> **PROBLEM TO SOLVE**
Only the lines from the one containing "The service MUST place a point on the skyline, one" through the end of the entries should be repeated, exactly as they appear, first and last included.

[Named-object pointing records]
....
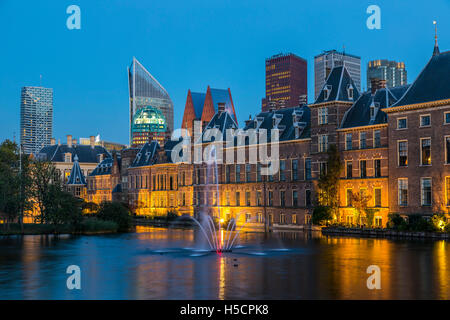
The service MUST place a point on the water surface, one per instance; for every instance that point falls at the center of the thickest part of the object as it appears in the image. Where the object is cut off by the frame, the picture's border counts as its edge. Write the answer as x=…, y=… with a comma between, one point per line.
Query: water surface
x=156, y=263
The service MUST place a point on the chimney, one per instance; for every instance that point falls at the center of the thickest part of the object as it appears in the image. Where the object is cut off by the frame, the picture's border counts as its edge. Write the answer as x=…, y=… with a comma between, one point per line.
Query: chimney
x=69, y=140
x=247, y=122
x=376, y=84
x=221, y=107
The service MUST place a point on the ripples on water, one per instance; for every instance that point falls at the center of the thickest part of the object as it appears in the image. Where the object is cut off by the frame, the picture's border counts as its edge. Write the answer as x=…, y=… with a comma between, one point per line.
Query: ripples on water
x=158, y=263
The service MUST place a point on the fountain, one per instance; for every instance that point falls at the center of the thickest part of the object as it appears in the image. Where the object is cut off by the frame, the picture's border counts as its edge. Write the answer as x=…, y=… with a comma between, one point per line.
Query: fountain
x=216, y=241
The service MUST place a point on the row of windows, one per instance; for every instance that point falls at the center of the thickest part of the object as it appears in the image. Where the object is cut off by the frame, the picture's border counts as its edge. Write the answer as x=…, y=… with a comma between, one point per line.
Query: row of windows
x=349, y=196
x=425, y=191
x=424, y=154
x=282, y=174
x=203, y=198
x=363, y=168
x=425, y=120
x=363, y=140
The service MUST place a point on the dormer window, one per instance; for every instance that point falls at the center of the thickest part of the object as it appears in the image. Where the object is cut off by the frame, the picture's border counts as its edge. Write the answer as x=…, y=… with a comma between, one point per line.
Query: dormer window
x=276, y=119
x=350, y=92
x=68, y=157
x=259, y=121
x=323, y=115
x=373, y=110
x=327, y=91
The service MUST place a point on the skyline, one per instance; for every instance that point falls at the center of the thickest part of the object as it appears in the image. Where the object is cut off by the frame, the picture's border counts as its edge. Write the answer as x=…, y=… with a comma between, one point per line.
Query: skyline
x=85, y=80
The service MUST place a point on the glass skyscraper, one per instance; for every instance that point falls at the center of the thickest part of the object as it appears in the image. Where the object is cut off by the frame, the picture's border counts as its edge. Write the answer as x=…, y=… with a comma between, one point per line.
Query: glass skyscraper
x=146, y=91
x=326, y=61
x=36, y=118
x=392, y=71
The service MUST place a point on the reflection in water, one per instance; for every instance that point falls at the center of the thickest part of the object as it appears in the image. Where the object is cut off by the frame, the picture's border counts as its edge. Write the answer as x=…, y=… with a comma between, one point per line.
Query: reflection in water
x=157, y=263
....
> **CORRECT OUTPUT**
The service MUST place a point on the skyline, one per instance; for every instance that point falls at the center of the thickest part of the object as it appears in the image. Where the object is cut off by the frame, the picture's border counts as its edge. Write the answer as x=…, y=… with a comma between, one point per line.
Query: skyline
x=85, y=80
The service MUST place a point on the glass skyscraper, one per instance; for every instance that point falls at the center of the thickest part of the object as it appears in the image. Where the object is cut off by the frame, the picture's border counts as its edge. Write the answer as x=…, y=… with a comma between, one point per line.
Query: glass skyscraper
x=146, y=91
x=326, y=61
x=36, y=118
x=392, y=71
The service MUST place a point on the reflection in water, one per instance; for every instance that point falls at the center of the thickest part of the object as it appears in the image. Where the object is cut off by the frame, the picture's border counts as its edge. Write the answer as x=…, y=… with a comma between, one point per line.
Query: reflection in water
x=157, y=263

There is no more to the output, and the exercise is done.